* Brano estratto
Certo, siamo pagati poco. Certo, non siamo incentivati, non siamo apprezzati, non siamo aiutati. Tutto vero. Ma è lo scotto dei privilegi: noi (o i nostri sindacati) e lo Stato abbiamo fatto un patto al ribasso, questa è la verità. Vi facciamo lavorare poco, vi facciamo lavorare anche se alcuni di voi non ne sono in grado, ma in cambio non chiedeteci troppi soldi. E così quello dell’insegnante è rimasto un mestiere da “mamme vecchia maniera”: si lavora di mattina, mentre i figli sono a scuola, e di pomeriggio si bada alla casa e alla famiglia.
Quando, anni fa, il centrodestra sosteneva che la scuola è stata usata per anni come un ammortizzatore sociale, cioè come un posto in cui veniva assunta gente che non avrebbe trovato lavoro altrove, ci siamo offesi tutti. Abbiamo detto che era un ulteriore modo per svilire un mestiere che è nobile e alto. Io per primo mi sono sentito defraudato del mio ruolo, io che l’insegnante l’ho fatto non per necessità (avevo già un altro lavoro), ma per scelta. Ma c’era qualcosa di vero, in quelle parole?
Ora ci lamentiamo di un piano di assunzioni che è forse sbagliato, ma ce ne lamentiamo per il motivo contrario. Non è sbagliato perché ci chiederà, a quanto pare in pochissimi casi, di spostarci, ma è sbagliato perché, diciamolo pure, assume troppe persone. La scuola non ha bisogno di altri 100mila insegnanti. Temo che molti – e forse anch’io – per un anno o due finiranno a girarsi i pollici, a far supplenze, a svolgere compiti che con l’insegnamento hanno ben poco in comune; proprio perché, senza pensionamenti, i posti in classe per 100mila nuovi insegnanti non ci sono.
Io probabilmente finirò alla fase C, e verrò pertanto assegnato all’organico “del potenziamento”. E, se questo avverrà, mi bacerò i gomiti: perché per me non c’era posto, e non ci sarebbe posto. Certo, farò progetti e lavorerò, cercando di guadagnarmi quello stipendio; ma non è un posto che mi era dovuto, tutt’altro.
Mi sono laureato nel 2003, ho fatto la SSIS fino al 2005. La SSIS, come ricorderete, era una scuola per la formazione degli insegnanti, a numero chiuso. L’idea era: scremiamo all’ingresso, ammettendone un numero ben preciso, così quei pochi poi siamo sicuri di immetterli in ruolo in tempi ragionevoli. Io finii la SSIS con 80 punti su 80, il massimo dei voti; fui l’unico del mio corso. Oggi, dieci anni dopo, sono ancora precario, e senza la riforma lo sarei ancora a lungo: perché è arrivata la Gelmini, che ha calato enormemente le ore della mia materia; perché è arrivata la riforma delle pensioni, che ha bloccato proprio i miei colleghi più anziani, trattenendoli sulle cattedre per altri anni; perché poi ci sono state altre sfighe varie (le iscrizioni ai licei sono calate, i soprannumerari di altre classi di concorso sono stati dirottati nella mia e così via). Certo, sono stato sfortunato. Se dodici anni fa mi avessero detto che dopo tutto questo tempo sarei stato ancora così, appeso a un filo, a elemosinare un incarico, avrei fatto un altro mestiere; ne avevo la possibilità, e ancora adesso d’altronde arrotondo in altra maniera. Ma c’è stato il problema che insegnare mi piaceva: è indubbiamente il lavoro che mi piace di più al mondo.

[Voci del dataset archiviate]
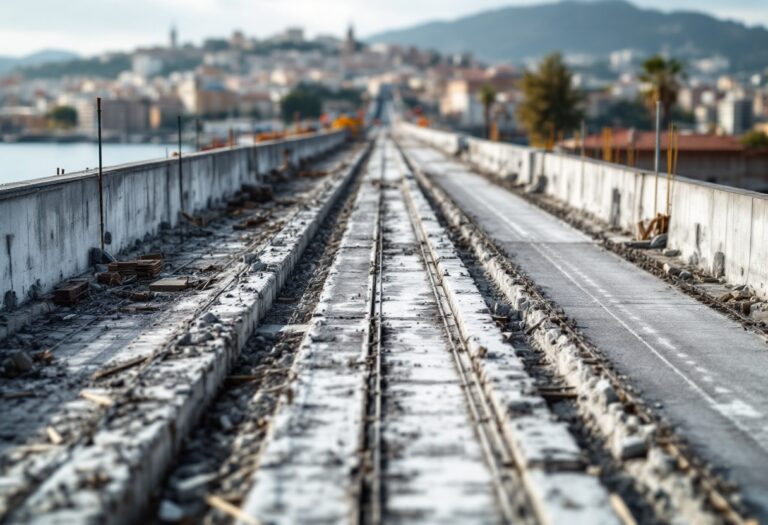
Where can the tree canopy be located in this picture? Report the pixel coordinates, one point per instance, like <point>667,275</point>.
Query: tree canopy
<point>663,79</point>
<point>550,101</point>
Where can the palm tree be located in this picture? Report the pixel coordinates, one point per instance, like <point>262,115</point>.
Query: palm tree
<point>550,102</point>
<point>663,79</point>
<point>487,96</point>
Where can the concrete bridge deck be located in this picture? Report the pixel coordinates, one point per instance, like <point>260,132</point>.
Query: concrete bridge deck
<point>395,338</point>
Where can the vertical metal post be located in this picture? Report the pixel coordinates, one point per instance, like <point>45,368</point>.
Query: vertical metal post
<point>181,184</point>
<point>656,158</point>
<point>101,177</point>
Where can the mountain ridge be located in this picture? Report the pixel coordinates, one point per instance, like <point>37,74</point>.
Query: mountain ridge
<point>517,33</point>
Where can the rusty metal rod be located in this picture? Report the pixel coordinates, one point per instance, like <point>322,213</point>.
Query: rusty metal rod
<point>101,179</point>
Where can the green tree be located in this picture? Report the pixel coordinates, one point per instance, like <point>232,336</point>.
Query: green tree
<point>64,117</point>
<point>550,101</point>
<point>663,79</point>
<point>487,97</point>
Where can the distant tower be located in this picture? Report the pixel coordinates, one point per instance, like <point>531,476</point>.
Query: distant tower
<point>350,45</point>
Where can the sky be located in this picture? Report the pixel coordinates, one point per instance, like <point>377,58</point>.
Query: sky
<point>91,27</point>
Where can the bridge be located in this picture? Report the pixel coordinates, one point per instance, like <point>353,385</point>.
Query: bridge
<point>413,326</point>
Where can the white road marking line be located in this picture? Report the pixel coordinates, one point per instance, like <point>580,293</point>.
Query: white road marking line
<point>726,410</point>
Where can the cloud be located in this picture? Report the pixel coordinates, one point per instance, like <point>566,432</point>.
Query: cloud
<point>93,26</point>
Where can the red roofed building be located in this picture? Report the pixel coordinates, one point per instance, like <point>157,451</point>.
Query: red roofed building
<point>713,158</point>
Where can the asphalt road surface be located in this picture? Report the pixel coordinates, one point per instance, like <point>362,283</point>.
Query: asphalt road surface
<point>706,374</point>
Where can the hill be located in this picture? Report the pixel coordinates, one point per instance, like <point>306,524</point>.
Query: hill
<point>596,28</point>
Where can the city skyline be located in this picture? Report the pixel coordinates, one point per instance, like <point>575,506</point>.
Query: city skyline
<point>88,28</point>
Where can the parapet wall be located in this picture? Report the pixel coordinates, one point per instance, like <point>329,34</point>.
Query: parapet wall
<point>705,218</point>
<point>48,226</point>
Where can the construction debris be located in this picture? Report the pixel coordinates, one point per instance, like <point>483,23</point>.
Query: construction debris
<point>96,398</point>
<point>259,192</point>
<point>252,222</point>
<point>109,278</point>
<point>71,293</point>
<point>172,284</point>
<point>201,221</point>
<point>142,268</point>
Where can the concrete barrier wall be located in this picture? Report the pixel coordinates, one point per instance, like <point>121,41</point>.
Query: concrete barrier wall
<point>48,226</point>
<point>705,218</point>
<point>504,160</point>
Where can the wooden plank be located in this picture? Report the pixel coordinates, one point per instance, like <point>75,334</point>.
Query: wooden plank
<point>172,284</point>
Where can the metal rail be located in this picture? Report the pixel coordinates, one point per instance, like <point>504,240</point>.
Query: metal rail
<point>668,439</point>
<point>507,483</point>
<point>370,490</point>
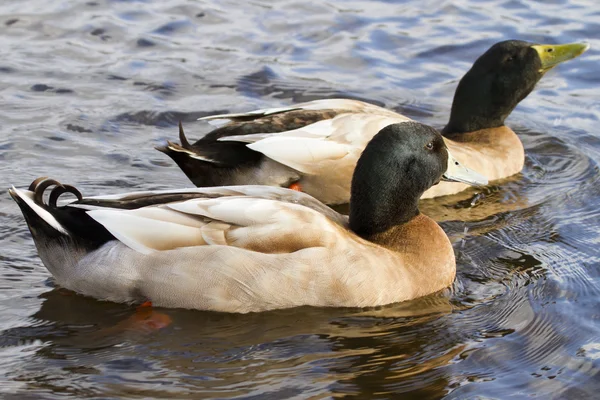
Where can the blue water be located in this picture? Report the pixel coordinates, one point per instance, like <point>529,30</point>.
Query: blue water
<point>87,88</point>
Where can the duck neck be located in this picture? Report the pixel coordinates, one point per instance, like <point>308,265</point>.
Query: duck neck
<point>373,212</point>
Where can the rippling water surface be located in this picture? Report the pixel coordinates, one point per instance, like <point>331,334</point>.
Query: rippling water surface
<point>87,88</point>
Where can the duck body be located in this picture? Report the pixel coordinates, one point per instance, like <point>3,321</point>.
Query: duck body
<point>314,146</point>
<point>254,248</point>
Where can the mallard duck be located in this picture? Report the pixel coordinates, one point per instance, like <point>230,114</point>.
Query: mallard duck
<point>314,146</point>
<point>255,248</point>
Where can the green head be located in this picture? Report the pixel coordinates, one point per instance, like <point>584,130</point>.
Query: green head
<point>500,78</point>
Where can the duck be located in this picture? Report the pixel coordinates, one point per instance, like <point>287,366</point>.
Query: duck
<point>314,146</point>
<point>253,248</point>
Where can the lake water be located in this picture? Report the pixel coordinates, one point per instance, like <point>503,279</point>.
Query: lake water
<point>87,88</point>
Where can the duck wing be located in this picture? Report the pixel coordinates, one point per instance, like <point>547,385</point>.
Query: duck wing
<point>265,219</point>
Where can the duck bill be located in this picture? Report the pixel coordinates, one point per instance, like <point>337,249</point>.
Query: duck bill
<point>457,172</point>
<point>553,54</point>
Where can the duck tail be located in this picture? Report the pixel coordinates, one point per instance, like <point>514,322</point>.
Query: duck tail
<point>60,233</point>
<point>40,216</point>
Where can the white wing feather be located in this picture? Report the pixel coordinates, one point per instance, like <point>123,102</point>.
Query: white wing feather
<point>199,222</point>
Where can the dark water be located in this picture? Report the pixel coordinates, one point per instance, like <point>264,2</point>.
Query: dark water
<point>88,87</point>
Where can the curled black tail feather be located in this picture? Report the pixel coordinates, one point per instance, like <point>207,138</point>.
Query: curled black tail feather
<point>82,230</point>
<point>39,186</point>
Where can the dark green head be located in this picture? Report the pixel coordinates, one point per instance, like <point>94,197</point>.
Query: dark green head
<point>499,79</point>
<point>400,163</point>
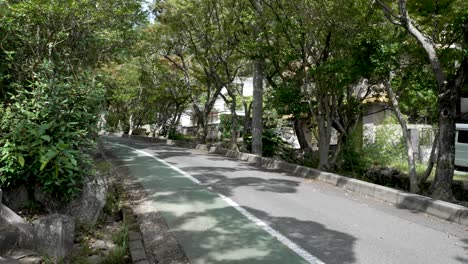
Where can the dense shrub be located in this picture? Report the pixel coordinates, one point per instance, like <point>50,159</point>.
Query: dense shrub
<point>44,132</point>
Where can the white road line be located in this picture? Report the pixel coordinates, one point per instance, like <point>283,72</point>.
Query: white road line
<point>288,243</point>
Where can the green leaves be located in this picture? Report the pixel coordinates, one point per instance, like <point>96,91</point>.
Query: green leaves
<point>21,160</point>
<point>45,132</point>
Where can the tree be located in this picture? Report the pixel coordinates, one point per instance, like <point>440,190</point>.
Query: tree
<point>449,81</point>
<point>50,94</point>
<point>199,43</point>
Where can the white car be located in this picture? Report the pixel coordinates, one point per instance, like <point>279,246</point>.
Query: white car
<point>461,146</point>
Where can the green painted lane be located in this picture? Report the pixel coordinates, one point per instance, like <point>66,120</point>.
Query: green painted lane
<point>208,228</point>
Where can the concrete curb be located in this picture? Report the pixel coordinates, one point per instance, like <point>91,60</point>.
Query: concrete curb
<point>135,243</point>
<point>152,241</point>
<point>444,210</point>
<point>26,230</point>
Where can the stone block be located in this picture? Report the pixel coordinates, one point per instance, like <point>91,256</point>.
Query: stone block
<point>133,236</point>
<point>54,235</point>
<point>138,255</point>
<point>412,201</point>
<point>444,210</point>
<point>88,206</point>
<point>386,194</point>
<point>463,217</point>
<point>361,187</point>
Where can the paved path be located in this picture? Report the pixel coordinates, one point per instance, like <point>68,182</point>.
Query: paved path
<point>225,211</point>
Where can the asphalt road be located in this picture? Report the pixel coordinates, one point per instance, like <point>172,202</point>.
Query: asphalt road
<point>313,222</point>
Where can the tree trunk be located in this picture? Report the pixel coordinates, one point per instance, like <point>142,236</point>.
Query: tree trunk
<point>324,124</point>
<point>202,128</point>
<point>441,187</point>
<point>233,122</point>
<point>414,186</point>
<point>432,160</point>
<point>257,111</point>
<point>248,109</point>
<point>130,123</point>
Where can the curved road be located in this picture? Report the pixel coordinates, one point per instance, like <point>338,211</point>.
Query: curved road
<point>227,211</point>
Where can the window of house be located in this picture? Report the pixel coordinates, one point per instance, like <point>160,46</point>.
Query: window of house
<point>463,136</point>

* Cosa fare
(a) Rispondi a queste domande sul brano sulla scuola, una per riga, contrassegnando le risposte allo stesso modo.
(i) In che anno si è laureato chi scrive?
(ii) Di quanti altri insegnanti, secondo il brano, la scuola non ha bisogno?
(iii) Che cosa sosteneva anni fa il centrodestra riguardo alla scuola?
(b) Riscrivi in forma più breve il paragrafo del brano sulla scuola che comincia con "Io probabilmente finirò alla fase C", conservandone i fatti principali.
(c) Porta avanti il brano sulla scuola a partire dalla sua ultima frase.

* Risposte per compito
(a)
(i) Nel 2003.
(ii) Di altri 100mila insegnanti.
(iii) Che la scuola era stata usata per anni come un ammortizzatore sociale, cioè come un posto in cui veniva assunta gente che non avrebbe trovato lavoro altrove.

(b) Con ogni probabilità finirò alla fase C, nell'organico del potenziamento, e sarà una fortuna, perché per me non c'era né ci sarebbe posto. Farò progetti e lavorerò per guadagnarmi lo stipendio, ma quel posto non mi era affatto dovuto.

(c)
Ma il discorso è: non è colpa dello Stato, se io sono stato sfortunato. Altri compagni di SSIS sono stati più fortunati e sono entrati in ruolo già qualche anno fa; altri sono stati perfino più sfortunati di me, e si sono dovuti riciclare col sostegno o hanno cambiato mestiere. Ma io non avevo diritto a un posto di lavoro, né di scegliermi dove averlo, o almeno non ne ho di più di tutti quegli studenti ultraqualificati che sono costretti a spostarsi negli Stati Uniti o in altri paesi stranieri pur di veder riconosciute le loro competenze. Certo, sarebbe bello se chi ottiene il massimo dei voti potesse lavorare dove gli pare, magari lasciando a casa chi invece non ha voglia di far nulla, o è meno qualificato: ma non sarebbe l’Italia di oggi.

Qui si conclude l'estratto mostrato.